(Action item A):
In the lithium battery pack excerpt, rewrite the paragraph beginning "Shock and vibration resistance" as a short bulleted list that keeps its main facts.
(Action item B):
Please list every sealing or cushioning material that the lithium battery pack excerpt names.
(Action item C):
Write the next part of the lithium battery pack excerpt, picking up after its final sentence.

:: Excerpted passage

Heat dissipation structure optimization: To enhance the heat dissipation effect, the heat dissipation part of the protective structure can be optimized in design. For instance, the shape, size and arrangement of heat sinks can affect the heat dissipation efficiency. Generally speaking, the larger the surface area of the heat sink and the more appropriate the spacing, the better the heat dissipation effect. At the same time, the contact thermal resistance between the heat sink and the individual battery cells should also be as small as possible. This can be reduced by applying thermal grease to the contact surface and other methods. In a liquid cooling heat dissipation system, the layout and flow rate of the coolant pipes also affect the heat dissipation performance. The pipe direction should be reasonably designed to ensure that the coolant can flow evenly through each battery cell and carry away heat.

Principle of Protective performance

Dust-proof and water-proof: Lithium battery packs are typically used in various complex environments. Therefore, the mechanical protection structure should have excellent dust-proof and water-proof performance to safeguard the battery cells and electrical components inside the battery pack from damage caused by dust, moisture, and other factors. The protection level is usually indicated by IP codes. For instance, IP67 indicates that the protection structure can completely prevent dust from entering and remains unaffected after being immersed in a certain water depth (typically 1 meter) for 30 minutes. To achieve a higher dust-proof and water-proof level, the protective structure should adopt a sealed design, such as using rubber sealing rings, sealants, etc. to seal the connection parts. Meanwhile, the material of the shell should have a certain degree of corrosion resistance to prevent rusting or corrosion in a humid environment.

Shock and vibration resistance: During the operation of the equipment, lithium battery packs will be subject to varying degrees of shock and vibration, such as jolts when a car is driving and collisions during equipment transportation. The mechanical protection structure should have sufficient resistance to shock and vibration to protect the individual battery cells and electrical connections inside the battery pack from damage. The impact resistance performance can be enhanced by increasing the thickness of the protective structure and using cushioning materials, etc. For instance, by filling the interior of the battery pack casing with cushioning materials such as foam plastic and rubber, when impacted, these cushioning materials can absorb and disperse the impact energy, reducing the force exerted on each battery cell. Meanwhile, the protective structure should also fix the battery pack to the equipment through a reasonable fixation method to prevent loosening or displacement during vibration.

::::
:: Extracted entries

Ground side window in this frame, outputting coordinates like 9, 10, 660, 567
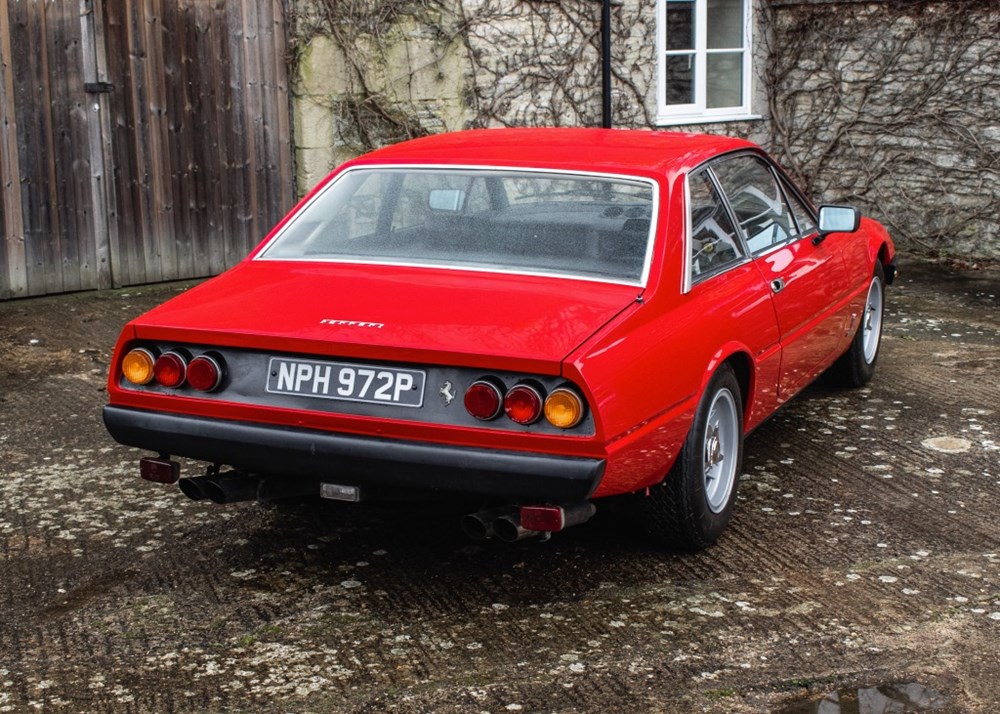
712, 155, 799, 255
688, 171, 743, 282
781, 181, 816, 236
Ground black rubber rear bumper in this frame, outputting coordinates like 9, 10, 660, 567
104, 406, 605, 501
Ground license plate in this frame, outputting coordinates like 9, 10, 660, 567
267, 357, 425, 407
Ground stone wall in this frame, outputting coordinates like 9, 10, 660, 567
291, 0, 1000, 259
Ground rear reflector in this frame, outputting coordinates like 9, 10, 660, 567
503, 382, 542, 426
187, 355, 222, 392
521, 506, 566, 533
153, 352, 187, 389
465, 379, 503, 421
319, 483, 361, 503
139, 457, 181, 484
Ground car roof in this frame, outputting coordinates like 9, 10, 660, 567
352, 128, 758, 174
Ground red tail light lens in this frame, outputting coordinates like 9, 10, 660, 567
187, 355, 222, 392
465, 379, 503, 421
153, 352, 187, 389
503, 384, 544, 424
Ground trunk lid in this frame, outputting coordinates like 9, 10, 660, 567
132, 261, 641, 374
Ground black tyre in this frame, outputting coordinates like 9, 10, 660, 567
638, 365, 743, 551
824, 261, 885, 387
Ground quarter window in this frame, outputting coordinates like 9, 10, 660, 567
688, 171, 743, 282
781, 181, 816, 236
657, 0, 751, 124
712, 155, 796, 255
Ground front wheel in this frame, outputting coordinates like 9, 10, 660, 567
825, 261, 885, 387
639, 365, 743, 550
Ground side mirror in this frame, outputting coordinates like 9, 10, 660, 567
813, 206, 861, 245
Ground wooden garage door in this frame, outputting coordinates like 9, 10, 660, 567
0, 0, 292, 298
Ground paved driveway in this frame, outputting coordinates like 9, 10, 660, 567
0, 264, 1000, 713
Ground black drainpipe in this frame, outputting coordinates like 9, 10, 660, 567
601, 0, 611, 129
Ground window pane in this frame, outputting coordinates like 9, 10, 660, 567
689, 173, 741, 278
259, 167, 654, 284
712, 156, 796, 255
667, 55, 694, 104
705, 52, 743, 109
667, 1, 694, 50
705, 0, 743, 50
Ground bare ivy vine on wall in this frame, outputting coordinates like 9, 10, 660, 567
765, 0, 1000, 257
289, 0, 1000, 258
292, 0, 655, 153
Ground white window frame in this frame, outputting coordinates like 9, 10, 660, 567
656, 0, 760, 126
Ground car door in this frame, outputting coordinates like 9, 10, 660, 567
712, 153, 848, 401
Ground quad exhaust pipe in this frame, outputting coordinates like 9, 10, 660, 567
461, 501, 597, 543
178, 471, 320, 504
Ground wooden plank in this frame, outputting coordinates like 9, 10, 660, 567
226, 0, 256, 265
0, 0, 28, 299
271, 0, 295, 214
19, 3, 62, 295
243, 0, 270, 248
128, 0, 163, 282
203, 0, 236, 273
258, 0, 292, 225
139, 0, 178, 280
79, 0, 121, 289
159, 0, 195, 278
55, 2, 97, 292
103, 0, 151, 285
181, 0, 222, 276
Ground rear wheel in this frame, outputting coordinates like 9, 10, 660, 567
639, 365, 743, 550
825, 261, 885, 387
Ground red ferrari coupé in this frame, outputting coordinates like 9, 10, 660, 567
104, 129, 895, 549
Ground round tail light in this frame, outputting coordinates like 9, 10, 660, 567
503, 383, 542, 424
545, 387, 583, 429
187, 355, 222, 392
122, 347, 156, 386
465, 379, 503, 421
153, 352, 187, 389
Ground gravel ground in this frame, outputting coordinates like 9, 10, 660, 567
0, 263, 1000, 714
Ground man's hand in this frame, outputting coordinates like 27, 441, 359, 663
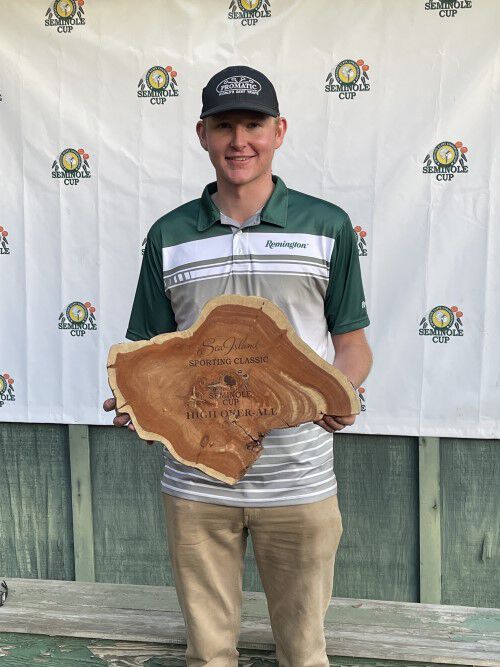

::::

(Answer area A):
- Lithium battery packs face shock and vibration during equipment operation, such as jolts while a car is driving and collisions during transportation.
- The mechanical protection structure must resist these forces to protect the battery cells and electrical connections inside.
- Impact resistance can be improved with a thicker protective structure and cushioning materials.
- Cushioning such as foam plastic and rubber inside the casing absorbs and disperses impact energy, reducing the force on each cell.
- The protective structure should fix the pack to the equipment in a reasonable way to prevent loosening or displacement during vibration.

(Answer area B):
- Rubber sealing rings
- Sealants
- Foam plastic
- Rubber

(Answer area C):
The principle of maintainability

Easy to disassemble and assemble: During the use of lithium battery packs, operations such as maintenance, inspection, and replacement of battery cells may be required. Therefore, the mechanical protective structure should be designed in a form that is easy to disassemble and assemble, so that maintenance personnel can operate the battery pack quickly and conveniently. For instance, detachable connection methods such as bolt connection and snap connection should be adopted, and non-detachable connection methods like welding should be avoided. Meanwhile, the connection parts should be provided with reasonable operating space to facilitate disassembly and assembly with tools.

The internal layout is reasonable: The layout of the battery cells and electrical components inside the protective structure should be reasonable to facilitate maintenance personnel's inspection and repair. For instance, there should be sufficient gaps between individual battery cells to enable the use of detection equipment to measure parameters such as voltage and temperature for each cell. Electrical components should be centrally arranged to facilitate line connection and fault detection. In addition, observation Windows or inspection doors can be set up on the protective structure to facilitate maintenance personnel to observe and conduct preliminary inspections of the internal conditions of the battery pack without disassembling the entire protective structure.